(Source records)
-.-.-

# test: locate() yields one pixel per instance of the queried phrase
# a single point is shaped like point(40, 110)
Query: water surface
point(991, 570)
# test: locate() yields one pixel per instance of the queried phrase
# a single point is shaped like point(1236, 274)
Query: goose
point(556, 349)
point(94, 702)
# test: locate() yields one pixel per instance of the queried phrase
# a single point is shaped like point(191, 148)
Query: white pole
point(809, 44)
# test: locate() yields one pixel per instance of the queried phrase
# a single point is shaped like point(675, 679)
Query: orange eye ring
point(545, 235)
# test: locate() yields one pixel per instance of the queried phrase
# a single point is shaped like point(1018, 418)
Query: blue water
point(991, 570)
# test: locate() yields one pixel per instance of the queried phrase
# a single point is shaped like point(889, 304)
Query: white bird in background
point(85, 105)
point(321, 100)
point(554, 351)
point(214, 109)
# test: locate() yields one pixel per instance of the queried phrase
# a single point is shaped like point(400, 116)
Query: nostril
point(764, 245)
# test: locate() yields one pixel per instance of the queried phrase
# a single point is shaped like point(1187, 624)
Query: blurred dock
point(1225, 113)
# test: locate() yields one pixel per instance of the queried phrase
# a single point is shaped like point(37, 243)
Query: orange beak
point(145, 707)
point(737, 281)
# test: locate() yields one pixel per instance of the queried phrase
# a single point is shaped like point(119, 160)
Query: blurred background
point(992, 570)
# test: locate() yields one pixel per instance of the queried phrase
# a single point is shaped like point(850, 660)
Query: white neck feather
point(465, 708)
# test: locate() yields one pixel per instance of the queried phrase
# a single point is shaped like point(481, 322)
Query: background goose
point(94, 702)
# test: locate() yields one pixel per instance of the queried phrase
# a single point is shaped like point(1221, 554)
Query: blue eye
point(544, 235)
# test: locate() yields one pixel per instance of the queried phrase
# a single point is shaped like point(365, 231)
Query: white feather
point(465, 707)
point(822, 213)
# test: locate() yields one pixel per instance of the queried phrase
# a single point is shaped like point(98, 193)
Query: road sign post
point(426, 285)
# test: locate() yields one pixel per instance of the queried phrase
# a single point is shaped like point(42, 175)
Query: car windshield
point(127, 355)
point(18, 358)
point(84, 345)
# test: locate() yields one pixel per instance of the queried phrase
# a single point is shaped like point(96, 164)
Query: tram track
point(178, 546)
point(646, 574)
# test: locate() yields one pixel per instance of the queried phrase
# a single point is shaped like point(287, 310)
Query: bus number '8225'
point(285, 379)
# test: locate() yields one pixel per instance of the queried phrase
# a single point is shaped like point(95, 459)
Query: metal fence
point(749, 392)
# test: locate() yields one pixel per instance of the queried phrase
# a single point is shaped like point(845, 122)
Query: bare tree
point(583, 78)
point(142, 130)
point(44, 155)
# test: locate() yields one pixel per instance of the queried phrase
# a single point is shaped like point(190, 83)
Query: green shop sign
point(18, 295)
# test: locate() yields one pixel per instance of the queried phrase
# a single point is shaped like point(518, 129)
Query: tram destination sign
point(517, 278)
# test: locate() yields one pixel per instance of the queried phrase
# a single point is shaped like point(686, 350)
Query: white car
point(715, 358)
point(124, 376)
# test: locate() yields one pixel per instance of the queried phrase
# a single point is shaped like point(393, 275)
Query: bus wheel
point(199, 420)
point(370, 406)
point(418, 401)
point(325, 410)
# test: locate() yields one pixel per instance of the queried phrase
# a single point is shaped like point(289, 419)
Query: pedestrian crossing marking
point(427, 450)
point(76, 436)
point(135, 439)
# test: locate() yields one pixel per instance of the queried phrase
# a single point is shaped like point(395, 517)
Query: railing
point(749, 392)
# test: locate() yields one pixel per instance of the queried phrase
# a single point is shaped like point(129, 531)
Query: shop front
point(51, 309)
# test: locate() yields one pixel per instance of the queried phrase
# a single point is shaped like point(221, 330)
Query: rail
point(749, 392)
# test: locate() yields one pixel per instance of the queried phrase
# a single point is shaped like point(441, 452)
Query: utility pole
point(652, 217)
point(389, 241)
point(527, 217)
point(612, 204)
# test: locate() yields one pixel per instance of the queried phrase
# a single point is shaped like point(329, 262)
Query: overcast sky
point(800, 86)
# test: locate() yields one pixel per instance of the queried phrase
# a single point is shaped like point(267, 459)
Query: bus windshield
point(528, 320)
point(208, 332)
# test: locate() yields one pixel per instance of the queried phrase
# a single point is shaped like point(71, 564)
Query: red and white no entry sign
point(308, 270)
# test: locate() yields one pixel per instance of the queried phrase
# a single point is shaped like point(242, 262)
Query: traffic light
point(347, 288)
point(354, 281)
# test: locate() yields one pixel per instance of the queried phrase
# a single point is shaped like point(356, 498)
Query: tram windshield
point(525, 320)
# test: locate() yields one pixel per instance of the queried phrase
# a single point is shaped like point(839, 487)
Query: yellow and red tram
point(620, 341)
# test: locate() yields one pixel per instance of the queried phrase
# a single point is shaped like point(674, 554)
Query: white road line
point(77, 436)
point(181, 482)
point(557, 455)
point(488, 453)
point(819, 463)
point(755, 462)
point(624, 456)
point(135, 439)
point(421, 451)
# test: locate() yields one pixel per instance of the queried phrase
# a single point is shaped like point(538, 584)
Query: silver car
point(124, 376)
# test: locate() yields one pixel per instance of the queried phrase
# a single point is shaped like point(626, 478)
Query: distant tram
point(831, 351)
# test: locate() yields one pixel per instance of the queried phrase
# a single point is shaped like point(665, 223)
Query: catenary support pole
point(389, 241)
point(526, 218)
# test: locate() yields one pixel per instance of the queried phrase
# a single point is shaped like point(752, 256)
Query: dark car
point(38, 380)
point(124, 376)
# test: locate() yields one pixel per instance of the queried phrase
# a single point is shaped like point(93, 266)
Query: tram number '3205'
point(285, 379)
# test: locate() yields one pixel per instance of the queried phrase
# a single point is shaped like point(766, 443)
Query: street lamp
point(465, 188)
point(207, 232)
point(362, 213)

-.-.-

(Goal of the exercise):
Return every record above exactly, line by line.

(Answer area):
# test: locate() yields one pixel per instance of the queried phrase
# a single point is shaped like point(40, 110)
Query: water surface
point(991, 570)
# test: locate() yields one pixel per instance of the queried phrase
# a single point is shaped like point(1236, 274)
Query: goose
point(556, 349)
point(94, 702)
# test: locate() yields one pixel per instance of the queried phrase
# a single point is shaped like point(191, 148)
Query: white pole
point(809, 44)
# test: locate() yields one pixel per instance of the queried phrase
# a single point is shaped like point(675, 679)
Query: orange eye ring
point(545, 235)
# test: locate() yields one pixel per instance of the queried phrase
# a single point is shaped like point(1018, 418)
Query: blue water
point(991, 570)
# test: locate() yields one pixel per instance of the queried phrase
# a single point is shaped like point(889, 304)
Query: white bird in background
point(85, 105)
point(321, 100)
point(554, 351)
point(214, 109)
# test: locate() yields one pixel per instance of the queried phrase
# a single point is shaped like point(400, 116)
Query: nostril
point(764, 245)
# test: locate() yields one pixel per instance of the queried phrase
# a single point is shaped like point(1187, 624)
Query: blurred dock
point(1225, 113)
# test: locate() yields one pixel per instance of the queried phrase
# a single point is shaped like point(37, 243)
Query: orange beak
point(145, 707)
point(737, 281)
# test: locate() yields one pixel per instance of the queried phrase
# a single point is shaped like point(119, 160)
Query: blurred background
point(992, 570)
# test: locate() yields one pixel per instance of the queried phrase
# a single point is shaped like point(850, 660)
Query: white neck feather
point(465, 708)
# test: locate() yields one pixel per instance of the queried phrase
# a single point is shaped like point(481, 322)
Query: background goose
point(94, 702)
# test: locate() yields one pixel per instance of the queried phrase
# a single point is shaped like point(1221, 554)
Query: blue eye
point(544, 235)
# test: locate() yields one pixel per instance of the queried phrase
# a single point is shaped like point(365, 231)
Query: white feather
point(465, 707)
point(822, 213)
# test: locate() yields one pixel per instance of the queried phrase
# a single point is shaped like point(98, 193)
Query: road sign post
point(426, 285)
# test: locate() yields one pixel per instance of the queried phrase
# a single point is shaped like point(42, 175)
Query: car windshield
point(127, 355)
point(18, 358)
point(84, 345)
# test: locate() yields one pixel per instance of the queried phrase
# a single point is shaped like point(96, 164)
Query: tram track
point(178, 546)
point(646, 574)
# test: locate() yields one pixel per instance of the queried phrase
# a single point is shaped like point(287, 310)
Query: bus number '8225'
point(285, 379)
# test: locate() yields one pixel per instance of the queried phrase
# a single point is shaped like point(95, 459)
Query: metal fence
point(749, 392)
# test: locate() yields one pixel per instance of the queried phrase
# a single point is shaped like point(845, 122)
Query: bare tree
point(583, 78)
point(142, 130)
point(44, 155)
# test: locate() yields one pixel per instance of the queried phrase
# a single point is shaped like point(190, 83)
Query: green shop sign
point(18, 295)
# test: locate() yields one pixel per instance of the queried phrase
# a single point is shaped like point(518, 129)
Query: tram destination sign
point(517, 278)
# test: locate() yields one pixel per instance of the queried phrase
# a single point is shaped like point(686, 350)
Query: white car
point(715, 358)
point(124, 376)
# test: locate() yields one pixel per instance of the queried phrase
# a single point is shaped like point(393, 275)
Query: bus wheel
point(199, 420)
point(370, 406)
point(418, 401)
point(325, 410)
# test: locate() yields one pixel per instance of the queried phrase
# a single point is shaped like point(289, 419)
Query: pedestrian crossing marking
point(427, 450)
point(76, 436)
point(135, 439)
# test: locate() yields one pixel per instance of the queried phrase
# a single point is shaped like point(395, 517)
Query: railing
point(749, 392)
# test: locate() yields one pixel per instance of the queried phrase
# a single point is shaped like point(129, 531)
Query: shop front
point(51, 309)
# test: locate() yields one pixel per instance of the queried phrase
# a single point is shaped like point(221, 330)
Query: rail
point(749, 392)
# test: locate() yields one pixel per instance of the queried phrase
# a single point is shaped like point(441, 452)
Query: utility pole
point(652, 217)
point(389, 241)
point(527, 217)
point(612, 204)
# test: locate() yields one pixel per instance of the queried phrase
# a single point is shaped like point(329, 262)
Query: overcast sky
point(800, 86)
# test: locate() yields one pixel per instance of the queried phrase
# a single point is shaped like point(267, 459)
Query: bus windshield
point(528, 320)
point(208, 332)
# test: locate() yields one pixel per instance of the queried phrase
# a single point is shaped like point(71, 564)
Query: red and white no entry sign
point(308, 270)
# test: locate() yields one pixel per instance of the queried phrase
# a single point is shaped like point(242, 262)
Query: traffic light
point(347, 288)
point(354, 281)
# test: locate() yields one pixel per instance of the queried phrase
# a single point is shaped like point(356, 498)
Query: tram windshield
point(525, 320)
# test: locate() yields one pixel per instance of the queried phrase
# a single point is shaped like point(839, 487)
Query: yellow and red tram
point(620, 341)
# test: locate() yields one pixel per instance of the queried phrase
# a single point is shaped like point(674, 554)
Query: white road line
point(77, 436)
point(181, 482)
point(557, 455)
point(488, 453)
point(819, 463)
point(755, 462)
point(624, 456)
point(135, 439)
point(421, 451)
# test: locate() yields one pixel per instance of the queried phrase
# a single point is shaped like point(538, 584)
Query: silver car
point(124, 376)
# test: locate() yields one pixel per instance of the queried phrase
# a single point is shaped like point(626, 478)
Query: distant tram
point(831, 351)
# test: locate() yields one pixel per instance of the queried phrase
# a single point is shaped like point(665, 223)
Query: catenary support pole
point(389, 241)
point(526, 218)
# test: locate() yields one pixel per instance of the queried phrase
# a single point is shaped like point(752, 256)
Query: dark car
point(38, 380)
point(124, 376)
# test: locate() yields one pixel per instance of the queried phrase
# a single point is shaped like point(93, 266)
Query: tram number '3205'
point(285, 379)
# test: locate() yields one pixel per instance of the queried phrase
# a single point is shaped like point(766, 443)
Query: street lamp
point(465, 188)
point(207, 232)
point(362, 213)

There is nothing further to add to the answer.